- **Short problem 1**:
In the listing, swap "instance" for "object" in the lines starting at the one containing "outline green tree" and ending at the one containing "17], [87, 17]]". Return only those lines, with everything else unchanged.

Therefore, while using the expressions from \cite{b10}, we should not
forget the relevant phase factors. For example,
\begin{eqnarray}
{u^\prime}^{(\lambda_2)}\cdot \varepsilon^{(\lambda_2)} =
{N_2 \  k_2\cdot k_3\over 2\sqrt{2\Delta}} \Phi (\lambda_2; 1234),
\nonumber\end{eqnarray}
where
\begin{eqnarray}
&& \Phi (\lambda; 1234) = k_1\cdot k_2 \ k_3 \cdot k_4
+ k_1\cdot k_3 \ k_2 \cdot k_4 -  k_1\cdot k_4 \ k_2 \cdot k_3 +
i \lambda \ [k_1,k_2,k_3,k_4], \nonumber\\
&& [k_1,k_2,k_3,k_4] = \varepsilon_{\mu\nu\lambda\sigma} k_1^\mu k_2^\nu
k_3^\lambda k_4^\sigma.
\label{eq11}\end{eqnarray}
Owing to the remarkable cyclic symmetry in the definition (\ref{eq8}),
(\ref{eq9}) of the $\varepsilon_\mu^{(\lambda_i)}$ polarization vectors,
for the $\pi^0 \to 4\gamma$ helicity amplitudes we get (remind that
some numerical factors have already been taken out in (\ref{eq1})):
\begin{eqnarray}
&&\!\!\!\!\!\!\!\!

- **Supplied records**:
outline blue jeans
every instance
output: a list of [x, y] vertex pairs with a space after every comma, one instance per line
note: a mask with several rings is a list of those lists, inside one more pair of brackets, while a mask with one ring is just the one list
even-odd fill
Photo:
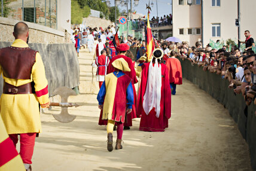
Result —
[[176, 94], [176, 84], [174, 83], [170, 83], [170, 90], [172, 90], [172, 94], [175, 95]]

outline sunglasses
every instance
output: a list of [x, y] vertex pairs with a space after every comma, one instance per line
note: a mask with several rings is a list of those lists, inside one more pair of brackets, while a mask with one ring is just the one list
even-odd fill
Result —
[[251, 62], [250, 63], [246, 63], [246, 66], [250, 66], [250, 65], [252, 65], [252, 66], [253, 66], [254, 65], [254, 61], [252, 61], [252, 62]]

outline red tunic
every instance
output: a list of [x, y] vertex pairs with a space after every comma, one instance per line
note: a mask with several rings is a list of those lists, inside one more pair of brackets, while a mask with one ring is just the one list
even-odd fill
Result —
[[[104, 48], [105, 48], [106, 46], [105, 45], [105, 44], [103, 44], [103, 45], [104, 46]], [[96, 56], [97, 57], [97, 56], [99, 56], [99, 44], [97, 44], [97, 45], [96, 45]]]
[[166, 66], [161, 63], [161, 87], [160, 113], [159, 118], [156, 116], [155, 108], [153, 108], [147, 115], [143, 109], [143, 101], [148, 80], [148, 73], [150, 63], [144, 63], [142, 66], [141, 72], [141, 85], [139, 86], [139, 93], [136, 105], [137, 115], [141, 115], [139, 130], [150, 132], [163, 132], [164, 129], [168, 127], [168, 119], [171, 115], [171, 91], [169, 84], [168, 71]]
[[[134, 97], [134, 100], [133, 100], [133, 105], [132, 105], [132, 112], [129, 114], [128, 115], [126, 115], [126, 121], [124, 122], [124, 126], [132, 126], [132, 119], [137, 118], [137, 115], [136, 114], [136, 103], [137, 101], [137, 94], [136, 93], [136, 89], [135, 87], [134, 86], [134, 84], [136, 84], [138, 83], [137, 78], [136, 77], [136, 72], [135, 69], [134, 68], [134, 65], [133, 63], [130, 58], [127, 57], [124, 55], [117, 55], [115, 57], [112, 58], [110, 61], [108, 65], [108, 70], [106, 72], [106, 74], [108, 74], [109, 73], [113, 72], [114, 71], [114, 69], [113, 66], [112, 66], [112, 63], [116, 59], [123, 57], [127, 63], [128, 65], [129, 66], [129, 68], [130, 69], [130, 72], [123, 72], [126, 75], [127, 75], [130, 78], [132, 79], [132, 88], [133, 89], [133, 97]], [[99, 125], [106, 125], [107, 121], [106, 120], [102, 120], [102, 112], [100, 112], [100, 115], [99, 120]]]
[[182, 71], [181, 62], [176, 58], [168, 58], [166, 60], [170, 83], [182, 84]]
[[99, 57], [96, 57], [95, 63], [97, 66], [96, 75], [106, 75], [106, 69], [109, 62], [108, 57], [103, 54]]
[[114, 57], [115, 56], [115, 47], [112, 42], [112, 41], [109, 42], [109, 48], [112, 49], [112, 57]]
[[112, 115], [112, 120], [124, 123], [126, 111], [126, 89], [131, 81], [132, 79], [126, 75], [117, 78]]

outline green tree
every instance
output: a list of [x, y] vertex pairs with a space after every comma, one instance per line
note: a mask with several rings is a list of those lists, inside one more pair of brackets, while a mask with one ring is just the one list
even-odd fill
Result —
[[83, 8], [78, 1], [71, 0], [71, 24], [81, 24], [83, 18], [88, 17], [90, 14], [90, 9], [87, 5], [84, 5]]
[[87, 5], [91, 9], [99, 11], [103, 13], [100, 14], [100, 18], [105, 17], [108, 19], [109, 14], [109, 10], [105, 2], [102, 2], [101, 0], [78, 0], [81, 8]]
[[[10, 8], [7, 7], [7, 5], [11, 2], [10, 0], [4, 0], [3, 1], [3, 6], [4, 6], [4, 10], [3, 10], [3, 14], [4, 17], [8, 17], [8, 14], [9, 14], [10, 10], [11, 10]], [[2, 17], [2, 1], [0, 1], [0, 16]]]
[[[120, 16], [120, 11], [118, 7], [117, 7], [117, 19], [119, 18]], [[111, 7], [109, 8], [109, 15], [108, 19], [112, 22], [115, 22], [115, 7]]]
[[91, 14], [91, 9], [87, 5], [84, 6], [83, 9], [83, 17], [87, 17]]

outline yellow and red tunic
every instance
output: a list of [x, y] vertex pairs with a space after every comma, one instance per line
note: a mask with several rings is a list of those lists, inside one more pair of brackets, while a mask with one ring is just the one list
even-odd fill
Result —
[[[28, 45], [22, 39], [16, 39], [13, 47], [26, 48]], [[11, 79], [3, 75], [5, 82], [18, 87], [33, 81], [35, 94], [2, 94], [0, 100], [0, 115], [8, 134], [39, 133], [41, 125], [38, 102], [42, 108], [50, 105], [48, 82], [44, 63], [39, 53], [36, 53], [31, 78]], [[2, 72], [0, 66], [0, 74]]]
[[23, 163], [0, 117], [0, 171], [24, 170]]

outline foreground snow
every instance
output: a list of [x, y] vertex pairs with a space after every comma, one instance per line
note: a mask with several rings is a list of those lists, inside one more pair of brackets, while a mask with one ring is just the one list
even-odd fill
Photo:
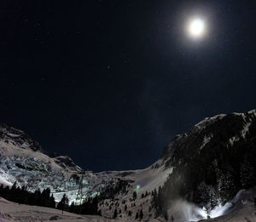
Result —
[[[59, 222], [108, 222], [112, 219], [104, 219], [99, 216], [78, 215], [67, 212], [61, 213], [61, 210], [28, 206], [9, 202], [0, 197], [0, 222], [36, 222], [52, 221]], [[115, 220], [120, 221], [120, 220]]]

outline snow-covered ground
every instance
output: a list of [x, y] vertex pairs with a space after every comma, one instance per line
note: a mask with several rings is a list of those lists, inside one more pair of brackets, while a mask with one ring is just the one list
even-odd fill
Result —
[[[112, 219], [99, 216], [79, 215], [58, 209], [28, 206], [9, 202], [0, 198], [0, 222], [36, 222], [36, 221], [59, 221], [59, 222], [110, 222]], [[120, 221], [116, 219], [115, 221]]]
[[[206, 222], [255, 222], [256, 211], [253, 206], [253, 198], [256, 196], [256, 189], [241, 191], [225, 207], [216, 209], [211, 213], [211, 216], [223, 214], [222, 216], [203, 219]], [[137, 202], [138, 203], [138, 202]], [[134, 214], [134, 212], [132, 212]], [[196, 213], [203, 214], [202, 209], [184, 201], [177, 201], [175, 208], [168, 212], [169, 219], [172, 221], [172, 215], [174, 222], [198, 221]], [[122, 214], [124, 215], [124, 213]], [[60, 222], [110, 222], [110, 221], [140, 221], [134, 218], [117, 218], [115, 219], [107, 219], [92, 215], [79, 215], [58, 209], [28, 206], [11, 202], [0, 197], [0, 222], [36, 222], [36, 221], [60, 221]], [[160, 222], [166, 221], [162, 218], [143, 219], [141, 221]]]

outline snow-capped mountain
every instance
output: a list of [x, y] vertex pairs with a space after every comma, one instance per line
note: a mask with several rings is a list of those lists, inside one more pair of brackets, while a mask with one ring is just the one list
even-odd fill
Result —
[[165, 220], [177, 218], [176, 207], [183, 206], [187, 219], [198, 220], [232, 212], [227, 203], [256, 185], [256, 111], [204, 119], [177, 135], [145, 169], [85, 172], [6, 125], [0, 127], [0, 183], [8, 185], [17, 181], [31, 190], [49, 187], [57, 201], [66, 193], [77, 202], [80, 186], [82, 198], [103, 195], [99, 209], [106, 218], [117, 210], [118, 218], [132, 221], [143, 211], [143, 220]]

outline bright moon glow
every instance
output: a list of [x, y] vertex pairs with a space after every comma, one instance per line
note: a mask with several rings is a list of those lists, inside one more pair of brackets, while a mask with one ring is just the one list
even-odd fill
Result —
[[189, 34], [194, 37], [200, 37], [204, 34], [205, 21], [201, 19], [194, 19], [189, 26]]

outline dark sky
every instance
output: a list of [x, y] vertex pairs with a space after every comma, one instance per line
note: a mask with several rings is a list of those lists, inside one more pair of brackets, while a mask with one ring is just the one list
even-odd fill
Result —
[[84, 169], [148, 167], [205, 117], [256, 107], [255, 14], [253, 0], [1, 1], [0, 122]]

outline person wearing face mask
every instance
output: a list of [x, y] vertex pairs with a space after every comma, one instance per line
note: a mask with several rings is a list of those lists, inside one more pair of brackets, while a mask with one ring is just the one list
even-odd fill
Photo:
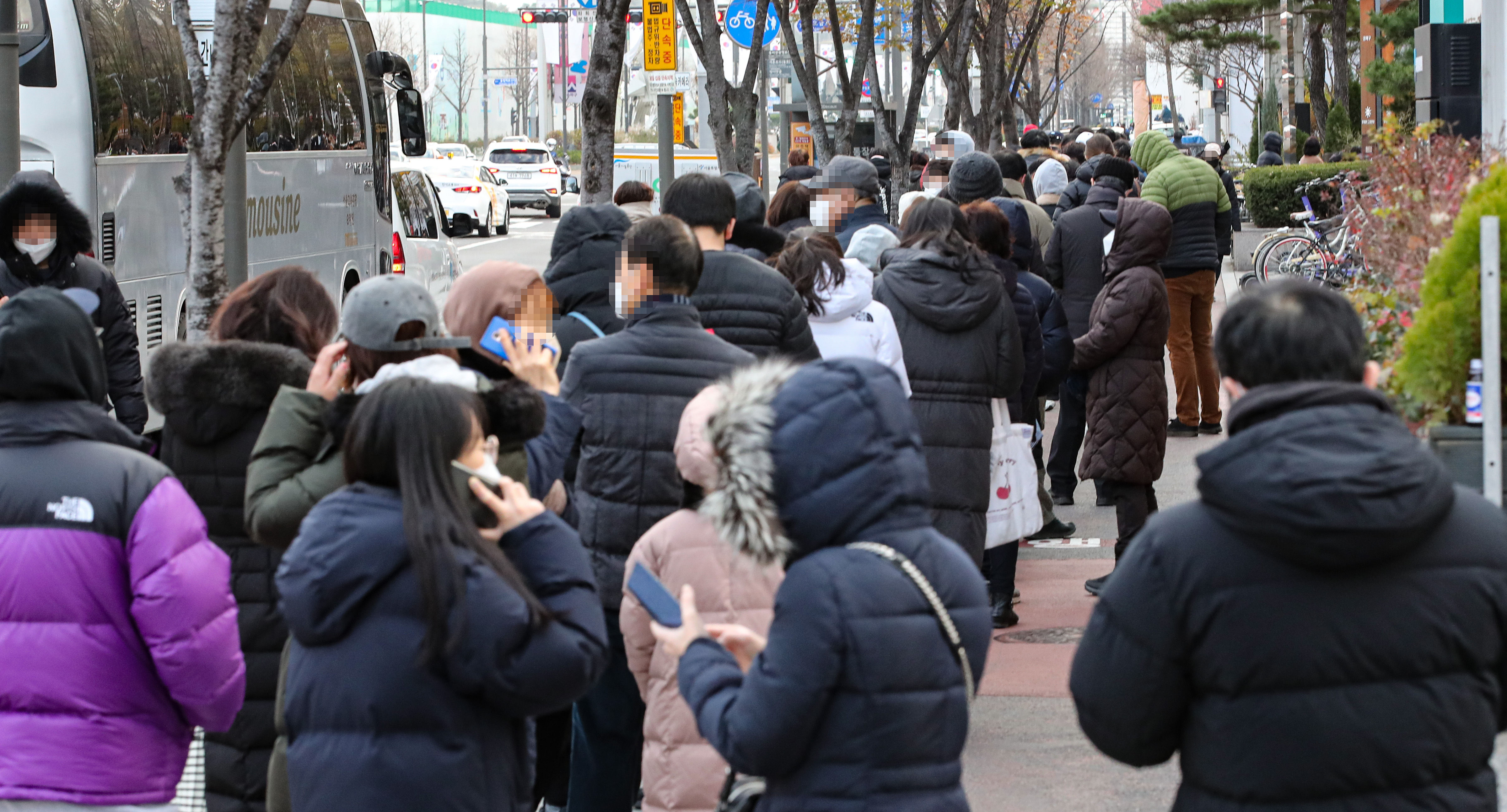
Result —
[[[672, 203], [674, 194], [665, 202]], [[615, 280], [627, 325], [577, 345], [561, 383], [561, 395], [585, 419], [576, 443], [577, 529], [597, 574], [610, 651], [606, 675], [576, 702], [574, 810], [633, 806], [643, 701], [618, 625], [625, 560], [650, 527], [681, 508], [675, 434], [686, 404], [714, 380], [754, 363], [754, 354], [702, 325], [690, 298], [701, 279], [702, 249], [683, 220], [660, 215], [634, 224], [622, 238]]]
[[889, 215], [876, 202], [879, 199], [879, 170], [874, 164], [853, 155], [838, 155], [827, 161], [811, 190], [811, 224], [838, 238], [842, 250], [864, 226], [880, 224], [895, 234]]
[[146, 426], [136, 321], [115, 276], [87, 256], [93, 229], [48, 172], [21, 172], [0, 191], [0, 297], [27, 288], [84, 288], [99, 297], [93, 325], [104, 345], [115, 417], [140, 434]]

- **Short problem 2**:
Answer these questions on the helicity amplitude excerpt, one per line:
(a) According to the excerpt, what should not be forgotten when using the expressions from the cited reference?
(b) What label is attached to the equation that defines $\Phi (\lambda; 1234)$?
(c) For which process does the excerpt say helicity amplitudes are obtained?

- **Result 1**:
outline green tree
every object
output: a list of [x, y] vertex pairs with a space after every comma, one object per line
note: a mask with several rings is a list of those lists, inside one more pair of brackets, while a mask with one ring is just the one list
even-odd fill
Result —
[[83, 8], [78, 1], [71, 0], [71, 24], [81, 24], [83, 18], [88, 17], [90, 14], [90, 9], [87, 5], [84, 5]]
[[87, 5], [91, 9], [99, 11], [103, 13], [100, 14], [100, 18], [105, 17], [108, 19], [109, 14], [109, 10], [105, 2], [102, 2], [101, 0], [78, 0], [81, 8]]
[[[10, 8], [7, 7], [7, 5], [11, 2], [10, 0], [4, 0], [3, 1], [3, 6], [4, 6], [4, 10], [3, 10], [3, 14], [4, 17], [8, 17], [8, 14], [9, 14], [10, 10], [11, 10]], [[2, 17], [2, 1], [0, 1], [0, 16]]]
[[[120, 16], [120, 11], [118, 7], [117, 7], [117, 19], [119, 18]], [[111, 7], [109, 8], [109, 15], [108, 19], [112, 22], [115, 22], [115, 7]]]
[[91, 14], [91, 9], [87, 5], [84, 6], [83, 9], [83, 17], [87, 17]]

- **Result 2**:
(a) The relevant phase factors.
(b) eq11
(c) $\pi^0 \to 4\gamma$